» **Required task**
Pick up the article below about Robert Wing's retirement as Pierce County judge and carry it forward from its final sentence.

» **Excerpted text**
● ● ●
Judging himself: Wing reflects on careerIn his 25 years as Pierce County judge, Robert Wing has learned a few things, but he doesn't think he has changed much.
By: Judy Wiff, The Republican Eagle
In his 25 years as Pierce County judge, Robert Wing has learned a few things, but he doesn't think he has changed much.
"For some people, being a judge is their identity," Wing said. "But that's not who I am."
At age 63, Wing's ready to step down from the bench and focus on the roles he values more: husband, father, friend and, soon, grandfather.
So while his term won't officially end for three months, Wing will retire April 30.
"I'm ready for something else," said Wing firmly. "I'm ready to be something else."
Among the things he has learned are that jail works, that one way to lighten a caseload is to schedule a full court calendar, and that most of the people charged with offenses are not evil.
Wing, who grew up in Milwaukee, did his undergraduate work there, and was drafted into the U.S. Army in 1969. He served two years, mostly in Korea, before enrolling in law school at the University of Wisconsin-Madison.
● ● ●
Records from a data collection

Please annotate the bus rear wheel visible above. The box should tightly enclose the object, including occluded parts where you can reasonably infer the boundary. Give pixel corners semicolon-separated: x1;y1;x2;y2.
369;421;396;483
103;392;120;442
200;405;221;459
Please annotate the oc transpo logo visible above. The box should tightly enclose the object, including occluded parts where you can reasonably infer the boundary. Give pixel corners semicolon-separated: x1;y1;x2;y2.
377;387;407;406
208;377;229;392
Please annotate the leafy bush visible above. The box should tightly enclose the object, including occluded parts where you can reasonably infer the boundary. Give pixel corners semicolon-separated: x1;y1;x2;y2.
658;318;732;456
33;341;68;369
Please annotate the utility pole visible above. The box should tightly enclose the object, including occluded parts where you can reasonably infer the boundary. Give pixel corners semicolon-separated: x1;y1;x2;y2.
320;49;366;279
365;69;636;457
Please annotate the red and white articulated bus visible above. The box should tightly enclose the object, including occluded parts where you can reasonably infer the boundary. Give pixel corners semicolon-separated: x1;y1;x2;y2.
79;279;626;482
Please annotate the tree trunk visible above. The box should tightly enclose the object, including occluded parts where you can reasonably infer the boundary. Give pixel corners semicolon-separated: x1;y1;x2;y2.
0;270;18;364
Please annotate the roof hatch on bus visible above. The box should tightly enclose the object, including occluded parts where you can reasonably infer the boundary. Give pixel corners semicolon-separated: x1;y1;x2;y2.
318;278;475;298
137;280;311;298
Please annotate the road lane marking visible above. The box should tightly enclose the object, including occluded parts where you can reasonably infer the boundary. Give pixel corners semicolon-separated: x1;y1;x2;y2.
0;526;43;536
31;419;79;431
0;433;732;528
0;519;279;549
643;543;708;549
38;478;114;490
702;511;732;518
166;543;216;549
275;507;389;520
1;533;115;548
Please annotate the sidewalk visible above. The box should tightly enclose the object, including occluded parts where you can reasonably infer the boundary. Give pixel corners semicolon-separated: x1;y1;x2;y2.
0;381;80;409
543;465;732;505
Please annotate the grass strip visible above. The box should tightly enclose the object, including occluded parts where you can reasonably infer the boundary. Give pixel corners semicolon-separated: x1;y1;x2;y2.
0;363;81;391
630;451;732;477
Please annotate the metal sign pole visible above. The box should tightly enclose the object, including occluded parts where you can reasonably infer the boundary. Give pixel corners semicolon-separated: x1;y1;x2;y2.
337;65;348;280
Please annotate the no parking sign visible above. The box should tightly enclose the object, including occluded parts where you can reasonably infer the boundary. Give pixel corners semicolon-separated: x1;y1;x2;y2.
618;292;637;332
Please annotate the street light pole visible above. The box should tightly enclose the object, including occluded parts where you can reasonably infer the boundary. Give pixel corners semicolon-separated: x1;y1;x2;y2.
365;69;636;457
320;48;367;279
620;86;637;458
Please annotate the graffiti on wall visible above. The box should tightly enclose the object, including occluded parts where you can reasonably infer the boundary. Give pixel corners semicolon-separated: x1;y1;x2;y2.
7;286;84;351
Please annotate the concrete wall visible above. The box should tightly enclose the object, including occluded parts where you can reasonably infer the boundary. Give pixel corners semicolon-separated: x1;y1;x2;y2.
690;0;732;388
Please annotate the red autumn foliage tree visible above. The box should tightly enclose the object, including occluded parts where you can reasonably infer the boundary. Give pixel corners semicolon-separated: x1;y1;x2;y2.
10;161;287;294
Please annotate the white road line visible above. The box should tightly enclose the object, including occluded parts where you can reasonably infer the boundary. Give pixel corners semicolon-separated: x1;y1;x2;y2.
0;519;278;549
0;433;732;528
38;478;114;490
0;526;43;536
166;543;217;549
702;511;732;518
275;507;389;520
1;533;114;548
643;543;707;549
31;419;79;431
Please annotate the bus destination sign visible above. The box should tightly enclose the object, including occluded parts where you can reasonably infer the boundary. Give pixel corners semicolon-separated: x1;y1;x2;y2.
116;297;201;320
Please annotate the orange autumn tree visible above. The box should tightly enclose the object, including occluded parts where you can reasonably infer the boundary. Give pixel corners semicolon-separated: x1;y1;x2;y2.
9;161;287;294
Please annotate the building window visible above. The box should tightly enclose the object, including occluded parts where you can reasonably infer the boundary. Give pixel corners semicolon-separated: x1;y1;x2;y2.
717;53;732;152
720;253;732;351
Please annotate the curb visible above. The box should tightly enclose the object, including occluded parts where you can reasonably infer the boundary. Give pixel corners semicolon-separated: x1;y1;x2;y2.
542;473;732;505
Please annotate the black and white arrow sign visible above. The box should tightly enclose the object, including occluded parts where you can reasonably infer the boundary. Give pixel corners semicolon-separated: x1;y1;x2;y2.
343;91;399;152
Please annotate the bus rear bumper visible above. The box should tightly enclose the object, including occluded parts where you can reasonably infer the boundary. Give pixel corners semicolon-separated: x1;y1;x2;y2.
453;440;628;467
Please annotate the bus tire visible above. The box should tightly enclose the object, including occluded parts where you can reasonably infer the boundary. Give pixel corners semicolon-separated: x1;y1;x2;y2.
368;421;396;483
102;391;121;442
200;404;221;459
● ● ●
» **Result**
As he finished law school, a notice in the placement office indicating that Pierce County was holding an election for district attorney caught his attention.
He moved here, won the seat and stayed. After four years as DA, Wing went into private practice with the intention of running for judge when William McEwen retired.
"I thought it would be wise to have a broad background (in the law)," said Wing of his intent. The opportunity to serve as judge came sooner than he expected when McEwen became incapacitated.
Gov. Tony Earl appointed Wing to fill the vacancy. He was sworn in Jan. 2, 1985, finished out McEwen's term and then ran for election. He has been re-elected every six years since.
Wing predicted that, as it was for him, presiding over a courtroom for the first few times will be a "weird experience" for judge-elect Joe Boles.
"It's quite something to get used to," he said, recalling his response to everyone in the courtroom standing when he entered the room.
"There's no training per se before you become judge," Wing said. "They give you education, but really your training to be judge is the experience you have as an attorney."
Preparation and reading the cases ahead of time are vital, he said. "You can't simply walk up to the bench and say, 'Let's hear what you have to say.'"
As a novice judge he realized some of the attorneys he faced, especially in civil cases, had focused on certain areas of the law and knew more about those than he did. He asked them to flesh out their briefs to help educate him.
In a growing, one-judge county, the caseload was heavy even in his early years as judge, Wing said. Attorneys had gotten used to dragging things out.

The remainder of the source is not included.